WRITTEN PROBLEM
Copy out each of the lines below that contains the word "ship".
Start EXCERPTED DATA
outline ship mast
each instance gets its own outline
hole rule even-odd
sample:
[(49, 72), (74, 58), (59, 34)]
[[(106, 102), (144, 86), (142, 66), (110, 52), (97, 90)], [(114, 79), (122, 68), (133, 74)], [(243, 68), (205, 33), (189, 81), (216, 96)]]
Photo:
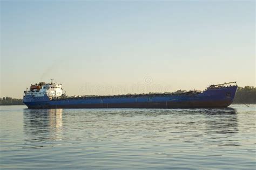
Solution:
[(52, 84), (52, 81), (54, 80), (54, 79), (50, 79), (51, 80), (51, 83)]

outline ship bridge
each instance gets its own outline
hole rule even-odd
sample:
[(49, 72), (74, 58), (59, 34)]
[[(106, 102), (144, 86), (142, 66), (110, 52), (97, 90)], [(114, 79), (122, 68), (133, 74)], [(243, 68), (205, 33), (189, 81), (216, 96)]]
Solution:
[(49, 98), (58, 97), (62, 95), (63, 91), (61, 84), (39, 82), (31, 84), (29, 90), (27, 89), (24, 91), (24, 97), (41, 97), (46, 95)]

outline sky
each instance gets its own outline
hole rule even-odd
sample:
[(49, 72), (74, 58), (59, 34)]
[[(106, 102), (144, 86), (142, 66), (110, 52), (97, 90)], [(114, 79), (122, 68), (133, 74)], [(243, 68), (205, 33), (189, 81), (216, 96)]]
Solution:
[(1, 1), (0, 97), (255, 86), (254, 1)]

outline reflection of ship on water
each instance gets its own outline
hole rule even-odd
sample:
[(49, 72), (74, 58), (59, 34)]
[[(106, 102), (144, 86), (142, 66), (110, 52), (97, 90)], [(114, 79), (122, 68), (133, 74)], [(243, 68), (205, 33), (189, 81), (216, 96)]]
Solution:
[(232, 134), (238, 132), (237, 113), (235, 109), (207, 109), (203, 111), (207, 133)]
[(61, 140), (62, 109), (30, 110), (23, 111), (24, 130), (31, 142)]

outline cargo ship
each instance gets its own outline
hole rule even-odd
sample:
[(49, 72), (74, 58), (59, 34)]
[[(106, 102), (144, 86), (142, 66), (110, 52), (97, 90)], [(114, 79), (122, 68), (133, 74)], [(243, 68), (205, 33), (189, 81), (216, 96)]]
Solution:
[(61, 84), (39, 82), (24, 91), (29, 109), (52, 108), (225, 108), (233, 102), (235, 82), (211, 85), (203, 91), (108, 96), (67, 96)]

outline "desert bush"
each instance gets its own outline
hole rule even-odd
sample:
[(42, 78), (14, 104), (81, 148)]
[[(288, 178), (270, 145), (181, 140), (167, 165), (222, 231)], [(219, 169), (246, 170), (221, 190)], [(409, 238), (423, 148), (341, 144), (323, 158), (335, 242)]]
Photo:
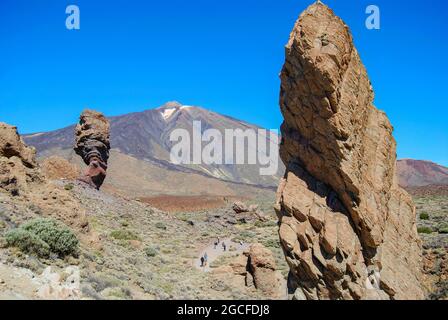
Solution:
[(129, 230), (114, 230), (110, 236), (117, 240), (139, 240), (139, 237)]
[(418, 233), (430, 234), (432, 233), (432, 229), (430, 227), (418, 227)]
[(277, 226), (277, 222), (272, 221), (272, 220), (268, 220), (268, 221), (260, 221), (257, 220), (255, 221), (255, 226), (257, 228), (270, 228), (270, 227), (276, 227)]
[(280, 241), (278, 239), (268, 239), (262, 243), (267, 248), (280, 248)]
[(429, 214), (426, 212), (420, 213), (420, 220), (429, 220)]
[(161, 230), (166, 230), (166, 225), (163, 222), (157, 222), (156, 228)]
[(50, 253), (60, 257), (78, 253), (79, 242), (76, 235), (62, 223), (54, 219), (34, 219), (17, 229), (6, 233), (10, 247), (45, 258)]
[(157, 249), (154, 247), (146, 247), (145, 253), (148, 257), (155, 257), (157, 255)]
[(50, 255), (50, 246), (29, 231), (20, 228), (13, 229), (6, 233), (5, 238), (9, 247), (17, 247), (22, 252), (41, 258), (47, 258)]

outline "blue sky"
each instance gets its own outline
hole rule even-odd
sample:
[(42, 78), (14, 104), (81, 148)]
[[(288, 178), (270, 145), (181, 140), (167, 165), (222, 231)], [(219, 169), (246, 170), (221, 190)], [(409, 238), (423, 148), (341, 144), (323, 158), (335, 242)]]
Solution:
[[(448, 166), (448, 4), (327, 0), (350, 26), (400, 158)], [(286, 44), (305, 0), (1, 0), (0, 121), (60, 128), (177, 100), (278, 128)], [(65, 8), (81, 30), (65, 28)], [(381, 9), (381, 30), (365, 8)]]

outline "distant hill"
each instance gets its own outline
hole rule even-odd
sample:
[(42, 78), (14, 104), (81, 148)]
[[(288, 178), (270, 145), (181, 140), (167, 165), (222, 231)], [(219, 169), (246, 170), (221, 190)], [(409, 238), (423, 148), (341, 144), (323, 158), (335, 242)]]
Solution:
[[(127, 188), (132, 194), (144, 196), (178, 191), (186, 194), (189, 190), (195, 194), (222, 194), (226, 190), (235, 194), (241, 188), (247, 191), (252, 186), (273, 191), (284, 172), (281, 160), (277, 174), (272, 176), (261, 176), (259, 165), (173, 165), (170, 162), (173, 142), (169, 139), (173, 129), (183, 128), (191, 132), (193, 121), (199, 120), (202, 131), (213, 128), (223, 136), (225, 129), (259, 129), (200, 107), (169, 102), (156, 109), (109, 119), (113, 152), (107, 180), (114, 188)], [(72, 151), (74, 125), (52, 132), (24, 135), (24, 140), (36, 147), (40, 158), (59, 155), (82, 165)]]
[(430, 161), (403, 159), (397, 163), (399, 183), (403, 187), (448, 185), (448, 168)]

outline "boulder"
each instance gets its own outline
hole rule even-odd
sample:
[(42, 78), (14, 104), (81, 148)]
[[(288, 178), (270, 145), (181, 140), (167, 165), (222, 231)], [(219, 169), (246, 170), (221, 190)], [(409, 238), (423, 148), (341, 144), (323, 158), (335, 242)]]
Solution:
[(110, 150), (110, 124), (99, 112), (85, 110), (75, 129), (75, 152), (88, 166), (79, 180), (100, 189), (106, 178)]
[(276, 212), (292, 298), (424, 297), (414, 205), (373, 98), (349, 28), (321, 2), (308, 7), (281, 72)]

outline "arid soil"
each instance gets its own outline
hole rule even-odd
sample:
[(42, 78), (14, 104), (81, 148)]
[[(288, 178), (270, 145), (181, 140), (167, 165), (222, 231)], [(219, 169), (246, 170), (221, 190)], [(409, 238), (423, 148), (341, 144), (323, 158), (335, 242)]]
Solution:
[(166, 212), (195, 212), (223, 208), (237, 200), (246, 200), (242, 197), (220, 197), (212, 195), (203, 196), (176, 196), (159, 195), (139, 198), (139, 201)]

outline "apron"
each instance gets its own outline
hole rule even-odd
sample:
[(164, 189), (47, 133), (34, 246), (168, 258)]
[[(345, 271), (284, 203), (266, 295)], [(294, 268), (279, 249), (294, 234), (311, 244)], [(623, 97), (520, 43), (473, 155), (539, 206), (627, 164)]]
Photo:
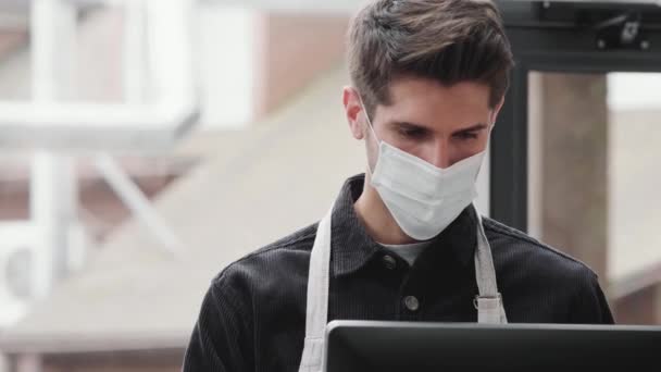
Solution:
[[(475, 207), (473, 207), (475, 208)], [(477, 249), (475, 251), (475, 278), (479, 295), (475, 296), (477, 322), (507, 324), (502, 299), (496, 285), (496, 270), (491, 248), (484, 233), (482, 215), (477, 210)], [(320, 222), (308, 277), (308, 303), (305, 309), (305, 342), (299, 372), (321, 372), (324, 356), (325, 328), (328, 321), (328, 286), (330, 278), (330, 215), (333, 206)]]

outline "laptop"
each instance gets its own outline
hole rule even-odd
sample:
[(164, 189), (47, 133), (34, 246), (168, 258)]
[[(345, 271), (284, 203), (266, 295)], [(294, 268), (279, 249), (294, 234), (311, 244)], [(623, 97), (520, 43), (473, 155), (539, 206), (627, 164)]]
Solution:
[(661, 370), (661, 326), (333, 321), (324, 372)]

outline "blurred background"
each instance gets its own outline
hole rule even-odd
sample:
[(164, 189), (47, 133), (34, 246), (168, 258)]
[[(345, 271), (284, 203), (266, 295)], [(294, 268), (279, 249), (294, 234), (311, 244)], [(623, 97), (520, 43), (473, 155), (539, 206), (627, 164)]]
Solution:
[[(364, 170), (340, 100), (359, 4), (0, 1), (0, 372), (180, 369), (211, 278)], [(622, 323), (661, 324), (660, 91), (534, 72), (525, 102), (528, 231)]]

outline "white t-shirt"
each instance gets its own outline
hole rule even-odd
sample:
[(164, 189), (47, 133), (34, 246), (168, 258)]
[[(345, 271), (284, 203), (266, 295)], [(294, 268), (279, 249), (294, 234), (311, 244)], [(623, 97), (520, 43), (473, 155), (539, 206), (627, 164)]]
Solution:
[(420, 241), (420, 243), (402, 244), (402, 245), (382, 244), (382, 246), (388, 248), (389, 250), (395, 252), (397, 256), (401, 257), (407, 262), (409, 262), (409, 265), (411, 265), (411, 266), (413, 265), (413, 262), (415, 262), (415, 259), (420, 256), (420, 253), (422, 253), (431, 245), (432, 245), (432, 241)]

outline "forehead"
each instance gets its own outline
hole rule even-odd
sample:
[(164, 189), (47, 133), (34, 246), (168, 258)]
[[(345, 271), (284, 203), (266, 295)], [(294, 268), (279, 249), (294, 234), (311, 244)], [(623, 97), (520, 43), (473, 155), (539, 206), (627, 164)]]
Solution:
[(489, 87), (474, 82), (445, 86), (428, 78), (402, 77), (389, 86), (389, 102), (378, 106), (384, 121), (456, 127), (486, 123), (491, 112)]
End EXCERPTED DATA
RESPONSE TO THE TASK
outline ship mast
outline ship bridge
outline reflection of ship on water
outline cargo ship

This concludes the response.